● Trabajo requerido:
Reúne todas las líneas del material que contengan la palabra "table".

Entradas de datos recopiladas:

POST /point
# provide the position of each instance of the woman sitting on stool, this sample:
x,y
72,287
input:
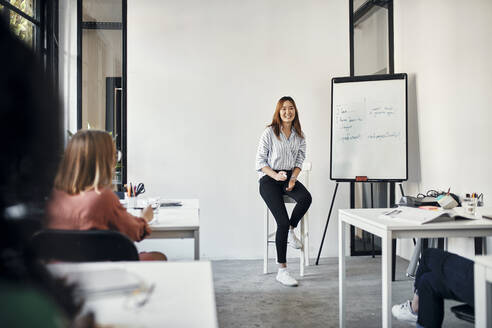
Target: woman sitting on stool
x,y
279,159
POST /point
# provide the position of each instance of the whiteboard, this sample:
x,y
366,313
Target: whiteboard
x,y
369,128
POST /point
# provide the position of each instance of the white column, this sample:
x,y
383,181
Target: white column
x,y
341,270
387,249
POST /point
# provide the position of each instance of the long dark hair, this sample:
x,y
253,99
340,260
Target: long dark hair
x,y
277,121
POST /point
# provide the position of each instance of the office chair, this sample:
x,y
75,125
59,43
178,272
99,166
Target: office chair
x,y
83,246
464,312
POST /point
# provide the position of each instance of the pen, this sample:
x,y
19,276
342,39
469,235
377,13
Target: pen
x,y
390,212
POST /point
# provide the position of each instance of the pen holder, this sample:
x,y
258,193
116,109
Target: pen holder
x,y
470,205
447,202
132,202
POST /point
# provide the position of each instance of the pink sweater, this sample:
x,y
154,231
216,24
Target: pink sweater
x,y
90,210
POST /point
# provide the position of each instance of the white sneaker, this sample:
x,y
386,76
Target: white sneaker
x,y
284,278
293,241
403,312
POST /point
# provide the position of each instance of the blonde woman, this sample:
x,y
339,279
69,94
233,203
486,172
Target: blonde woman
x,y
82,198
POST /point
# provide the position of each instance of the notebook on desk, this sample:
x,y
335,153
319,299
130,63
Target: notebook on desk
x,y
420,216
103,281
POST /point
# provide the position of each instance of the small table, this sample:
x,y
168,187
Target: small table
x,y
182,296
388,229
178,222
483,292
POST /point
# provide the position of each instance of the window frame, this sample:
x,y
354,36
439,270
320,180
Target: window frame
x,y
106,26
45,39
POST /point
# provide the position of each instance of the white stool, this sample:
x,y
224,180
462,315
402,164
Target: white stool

--

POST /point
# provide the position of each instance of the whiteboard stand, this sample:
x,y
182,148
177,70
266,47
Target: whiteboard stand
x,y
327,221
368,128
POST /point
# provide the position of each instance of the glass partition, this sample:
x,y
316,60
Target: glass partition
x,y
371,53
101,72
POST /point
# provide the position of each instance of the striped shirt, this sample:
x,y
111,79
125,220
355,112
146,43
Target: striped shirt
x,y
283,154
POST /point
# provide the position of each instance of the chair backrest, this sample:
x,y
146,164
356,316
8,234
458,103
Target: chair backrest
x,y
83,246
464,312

● Respuesta:
# provide the position of each instance of the small table, this sample:
Target: small table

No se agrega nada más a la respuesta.